> **Task brief**
Count the lines in the rows that contain the word "brown", and give only that number.

> **Items**
— Start —

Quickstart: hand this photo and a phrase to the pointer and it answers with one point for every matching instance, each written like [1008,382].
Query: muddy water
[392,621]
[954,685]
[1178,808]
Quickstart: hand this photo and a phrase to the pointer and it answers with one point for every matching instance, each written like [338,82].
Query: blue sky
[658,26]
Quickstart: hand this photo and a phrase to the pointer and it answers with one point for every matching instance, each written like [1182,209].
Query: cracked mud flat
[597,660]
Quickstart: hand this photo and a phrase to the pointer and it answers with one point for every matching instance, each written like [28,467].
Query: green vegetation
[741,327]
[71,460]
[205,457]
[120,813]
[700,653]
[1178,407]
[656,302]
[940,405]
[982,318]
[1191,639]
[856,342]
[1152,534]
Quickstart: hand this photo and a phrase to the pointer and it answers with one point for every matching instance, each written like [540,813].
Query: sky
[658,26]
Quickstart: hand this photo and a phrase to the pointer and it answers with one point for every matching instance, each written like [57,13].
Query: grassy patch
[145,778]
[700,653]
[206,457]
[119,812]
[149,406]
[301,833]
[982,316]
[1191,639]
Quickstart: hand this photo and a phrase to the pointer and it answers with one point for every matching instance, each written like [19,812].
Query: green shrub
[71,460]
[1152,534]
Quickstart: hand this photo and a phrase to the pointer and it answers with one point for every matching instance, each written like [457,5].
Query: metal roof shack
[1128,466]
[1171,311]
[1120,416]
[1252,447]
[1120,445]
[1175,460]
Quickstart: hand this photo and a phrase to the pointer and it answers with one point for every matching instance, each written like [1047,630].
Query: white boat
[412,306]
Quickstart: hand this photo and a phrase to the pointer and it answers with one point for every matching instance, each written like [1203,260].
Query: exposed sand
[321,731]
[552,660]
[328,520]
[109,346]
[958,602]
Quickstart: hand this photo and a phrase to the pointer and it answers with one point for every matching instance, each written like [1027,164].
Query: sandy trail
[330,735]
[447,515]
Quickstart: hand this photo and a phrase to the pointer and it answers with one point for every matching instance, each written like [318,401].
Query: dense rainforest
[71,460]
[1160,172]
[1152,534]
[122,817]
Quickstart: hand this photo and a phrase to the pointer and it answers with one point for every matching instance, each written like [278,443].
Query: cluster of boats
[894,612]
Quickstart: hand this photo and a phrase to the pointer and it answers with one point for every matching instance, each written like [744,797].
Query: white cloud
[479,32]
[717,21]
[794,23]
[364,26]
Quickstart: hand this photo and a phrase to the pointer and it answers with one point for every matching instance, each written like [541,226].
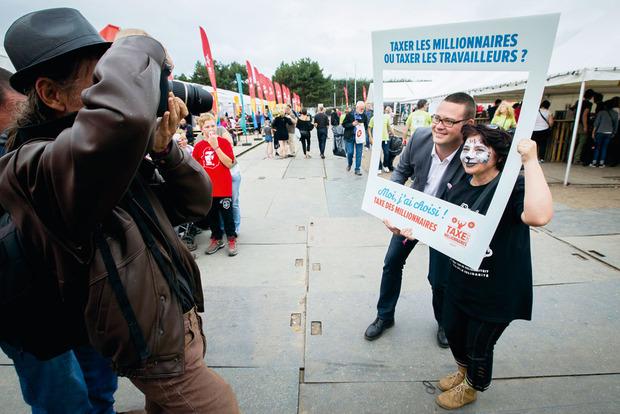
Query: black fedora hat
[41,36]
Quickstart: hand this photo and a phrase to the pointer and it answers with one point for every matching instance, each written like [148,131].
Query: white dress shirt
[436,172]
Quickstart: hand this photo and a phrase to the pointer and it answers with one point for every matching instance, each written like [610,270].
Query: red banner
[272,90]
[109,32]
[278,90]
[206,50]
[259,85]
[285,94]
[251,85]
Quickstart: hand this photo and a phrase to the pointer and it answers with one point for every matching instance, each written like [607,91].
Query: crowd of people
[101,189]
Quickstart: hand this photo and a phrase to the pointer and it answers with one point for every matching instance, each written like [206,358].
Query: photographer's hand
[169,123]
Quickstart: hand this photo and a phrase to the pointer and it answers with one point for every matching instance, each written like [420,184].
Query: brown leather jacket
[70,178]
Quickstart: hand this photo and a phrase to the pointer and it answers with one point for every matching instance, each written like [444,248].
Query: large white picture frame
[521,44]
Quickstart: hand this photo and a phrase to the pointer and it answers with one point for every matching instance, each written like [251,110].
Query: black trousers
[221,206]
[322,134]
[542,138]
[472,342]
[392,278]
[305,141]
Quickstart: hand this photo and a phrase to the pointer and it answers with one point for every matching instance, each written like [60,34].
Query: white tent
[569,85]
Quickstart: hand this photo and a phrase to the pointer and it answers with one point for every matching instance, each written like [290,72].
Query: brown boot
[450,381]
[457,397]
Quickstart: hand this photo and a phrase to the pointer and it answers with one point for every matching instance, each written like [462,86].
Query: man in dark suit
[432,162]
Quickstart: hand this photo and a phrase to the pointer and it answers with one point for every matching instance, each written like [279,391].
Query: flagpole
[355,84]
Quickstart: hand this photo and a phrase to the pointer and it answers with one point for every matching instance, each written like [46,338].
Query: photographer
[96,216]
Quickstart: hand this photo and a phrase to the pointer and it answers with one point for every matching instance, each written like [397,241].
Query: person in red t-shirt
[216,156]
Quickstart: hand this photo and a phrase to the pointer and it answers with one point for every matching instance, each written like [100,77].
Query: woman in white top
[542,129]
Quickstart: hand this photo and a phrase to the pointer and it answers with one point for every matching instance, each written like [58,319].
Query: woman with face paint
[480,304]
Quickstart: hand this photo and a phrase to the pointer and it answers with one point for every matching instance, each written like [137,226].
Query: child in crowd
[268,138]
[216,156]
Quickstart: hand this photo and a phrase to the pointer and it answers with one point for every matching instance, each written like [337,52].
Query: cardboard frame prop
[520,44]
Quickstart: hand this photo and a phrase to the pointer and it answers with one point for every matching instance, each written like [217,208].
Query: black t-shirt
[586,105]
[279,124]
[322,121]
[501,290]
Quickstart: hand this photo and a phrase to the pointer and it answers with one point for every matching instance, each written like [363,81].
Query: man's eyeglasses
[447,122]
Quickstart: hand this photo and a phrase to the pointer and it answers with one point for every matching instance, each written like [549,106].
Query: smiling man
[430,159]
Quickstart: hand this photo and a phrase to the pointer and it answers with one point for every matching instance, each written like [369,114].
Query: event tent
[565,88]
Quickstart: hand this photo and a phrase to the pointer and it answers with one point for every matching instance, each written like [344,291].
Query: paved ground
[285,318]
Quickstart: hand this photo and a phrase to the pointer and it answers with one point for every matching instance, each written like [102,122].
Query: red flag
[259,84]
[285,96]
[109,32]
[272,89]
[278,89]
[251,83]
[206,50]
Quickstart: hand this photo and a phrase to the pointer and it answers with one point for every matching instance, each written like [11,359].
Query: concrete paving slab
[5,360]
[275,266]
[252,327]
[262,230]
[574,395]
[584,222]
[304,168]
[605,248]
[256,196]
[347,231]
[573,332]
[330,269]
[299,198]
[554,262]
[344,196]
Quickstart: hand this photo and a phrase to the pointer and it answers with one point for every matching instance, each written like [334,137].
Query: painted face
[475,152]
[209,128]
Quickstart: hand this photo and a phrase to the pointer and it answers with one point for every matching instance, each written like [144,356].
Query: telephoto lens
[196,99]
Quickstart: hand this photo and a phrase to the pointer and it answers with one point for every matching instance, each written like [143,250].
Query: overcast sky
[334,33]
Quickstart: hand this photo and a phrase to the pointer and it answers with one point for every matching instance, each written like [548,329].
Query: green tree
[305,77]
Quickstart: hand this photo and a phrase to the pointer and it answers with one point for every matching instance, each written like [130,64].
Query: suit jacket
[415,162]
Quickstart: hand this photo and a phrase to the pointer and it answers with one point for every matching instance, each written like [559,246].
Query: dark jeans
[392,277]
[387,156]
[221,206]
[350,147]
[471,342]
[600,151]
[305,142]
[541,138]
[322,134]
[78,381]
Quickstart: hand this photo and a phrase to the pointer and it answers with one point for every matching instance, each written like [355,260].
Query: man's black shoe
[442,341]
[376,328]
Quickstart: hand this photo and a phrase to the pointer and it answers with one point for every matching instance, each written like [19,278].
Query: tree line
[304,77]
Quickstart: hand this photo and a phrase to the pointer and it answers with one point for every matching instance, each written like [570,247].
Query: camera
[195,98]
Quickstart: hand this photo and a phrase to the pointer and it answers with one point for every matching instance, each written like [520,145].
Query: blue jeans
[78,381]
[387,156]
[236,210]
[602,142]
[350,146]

— End —
— Start —

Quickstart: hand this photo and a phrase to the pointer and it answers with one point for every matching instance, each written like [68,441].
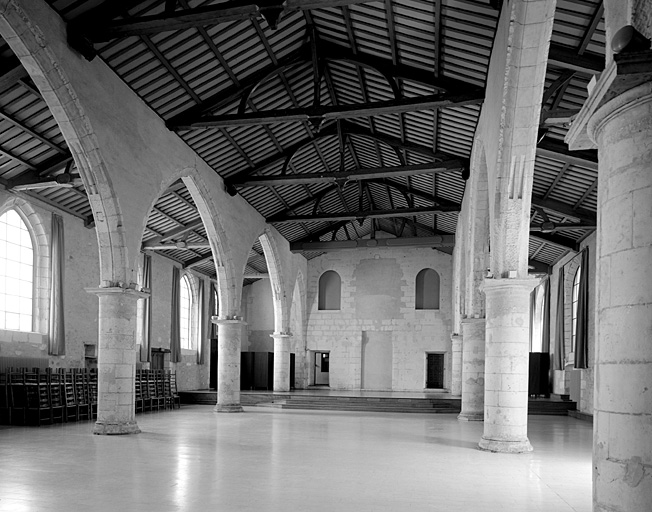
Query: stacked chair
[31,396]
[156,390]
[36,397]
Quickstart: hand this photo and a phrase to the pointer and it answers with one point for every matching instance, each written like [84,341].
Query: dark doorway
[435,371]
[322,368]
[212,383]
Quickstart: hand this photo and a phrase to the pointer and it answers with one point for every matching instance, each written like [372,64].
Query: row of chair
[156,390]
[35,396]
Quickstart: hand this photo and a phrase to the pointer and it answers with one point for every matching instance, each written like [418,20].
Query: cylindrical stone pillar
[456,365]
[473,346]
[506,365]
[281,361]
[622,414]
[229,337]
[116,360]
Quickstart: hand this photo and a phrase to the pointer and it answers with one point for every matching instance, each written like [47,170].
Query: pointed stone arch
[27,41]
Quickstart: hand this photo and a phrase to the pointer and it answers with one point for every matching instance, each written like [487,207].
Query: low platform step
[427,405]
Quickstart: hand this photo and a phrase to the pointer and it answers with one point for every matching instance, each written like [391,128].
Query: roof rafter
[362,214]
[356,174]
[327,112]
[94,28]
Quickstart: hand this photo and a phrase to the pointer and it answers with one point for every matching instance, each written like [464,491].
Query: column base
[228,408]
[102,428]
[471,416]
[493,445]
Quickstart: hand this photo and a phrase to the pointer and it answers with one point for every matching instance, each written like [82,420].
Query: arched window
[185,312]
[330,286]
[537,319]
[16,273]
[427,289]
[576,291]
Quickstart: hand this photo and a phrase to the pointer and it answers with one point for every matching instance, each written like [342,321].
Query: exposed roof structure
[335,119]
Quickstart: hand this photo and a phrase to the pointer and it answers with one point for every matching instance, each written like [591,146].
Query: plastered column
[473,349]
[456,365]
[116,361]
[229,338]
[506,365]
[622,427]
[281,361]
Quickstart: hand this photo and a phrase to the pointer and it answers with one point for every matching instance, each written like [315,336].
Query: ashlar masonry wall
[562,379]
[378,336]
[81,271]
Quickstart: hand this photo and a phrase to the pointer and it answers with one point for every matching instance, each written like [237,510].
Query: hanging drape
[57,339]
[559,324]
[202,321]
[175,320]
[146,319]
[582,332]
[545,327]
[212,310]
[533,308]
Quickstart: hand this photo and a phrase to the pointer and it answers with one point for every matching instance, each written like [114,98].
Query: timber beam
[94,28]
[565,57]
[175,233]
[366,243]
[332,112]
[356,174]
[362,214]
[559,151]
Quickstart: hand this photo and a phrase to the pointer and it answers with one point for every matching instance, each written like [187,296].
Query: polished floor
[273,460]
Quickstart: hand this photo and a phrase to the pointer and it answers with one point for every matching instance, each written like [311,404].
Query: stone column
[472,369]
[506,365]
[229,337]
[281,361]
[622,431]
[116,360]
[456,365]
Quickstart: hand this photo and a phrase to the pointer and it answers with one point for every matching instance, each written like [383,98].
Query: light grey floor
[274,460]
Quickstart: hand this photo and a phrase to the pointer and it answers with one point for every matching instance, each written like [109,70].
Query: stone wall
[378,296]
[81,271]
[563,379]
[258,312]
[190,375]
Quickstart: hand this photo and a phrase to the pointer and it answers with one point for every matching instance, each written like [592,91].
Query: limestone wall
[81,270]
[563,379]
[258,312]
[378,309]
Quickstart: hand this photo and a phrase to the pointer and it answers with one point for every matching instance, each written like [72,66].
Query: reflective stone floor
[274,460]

— End —
— Start —

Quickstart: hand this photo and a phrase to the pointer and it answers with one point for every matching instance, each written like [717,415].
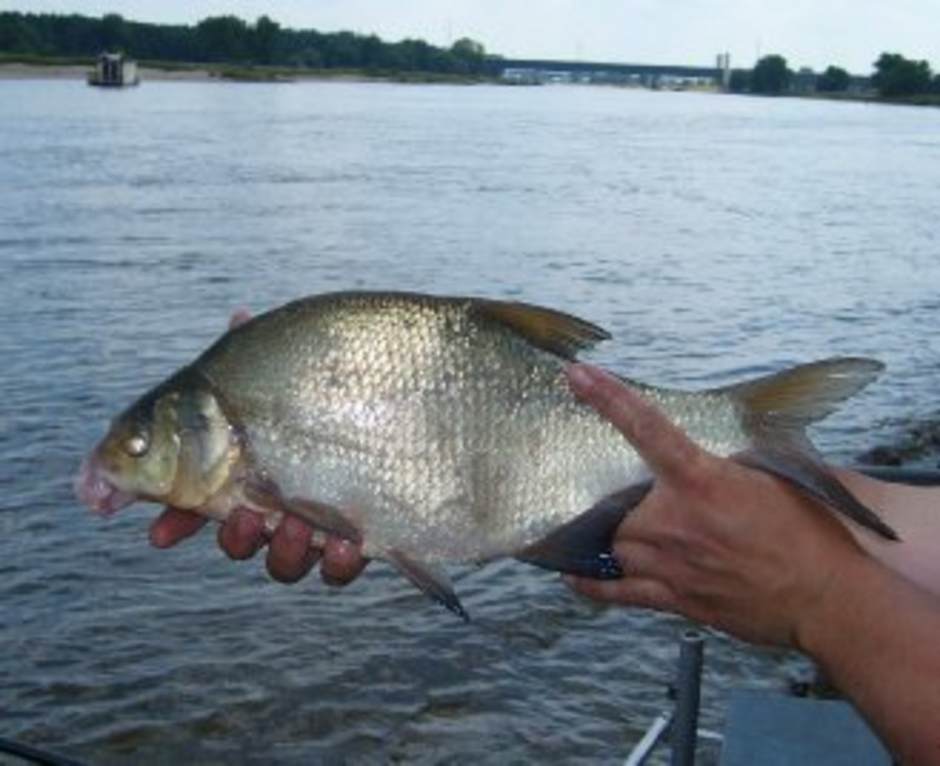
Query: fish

— End —

> **Solved exercise**
2